▶ _Provided material_
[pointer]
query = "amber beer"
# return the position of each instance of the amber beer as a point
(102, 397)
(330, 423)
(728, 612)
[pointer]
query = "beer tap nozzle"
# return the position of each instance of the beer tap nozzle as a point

▶ _Written task_
Render the material above as a numbered list with one line per item, omitting any blank lines.

▶ _The output_
1. [pointer]
2. query = "amber beer"
3. # return the position of each instance of the amber beer as a point
4. (102, 397)
5. (330, 423)
6. (728, 612)
7. [pointer]
8. query = "beer tap nozzle"
9. # return the position of each instance of the beer tap nozzle as a point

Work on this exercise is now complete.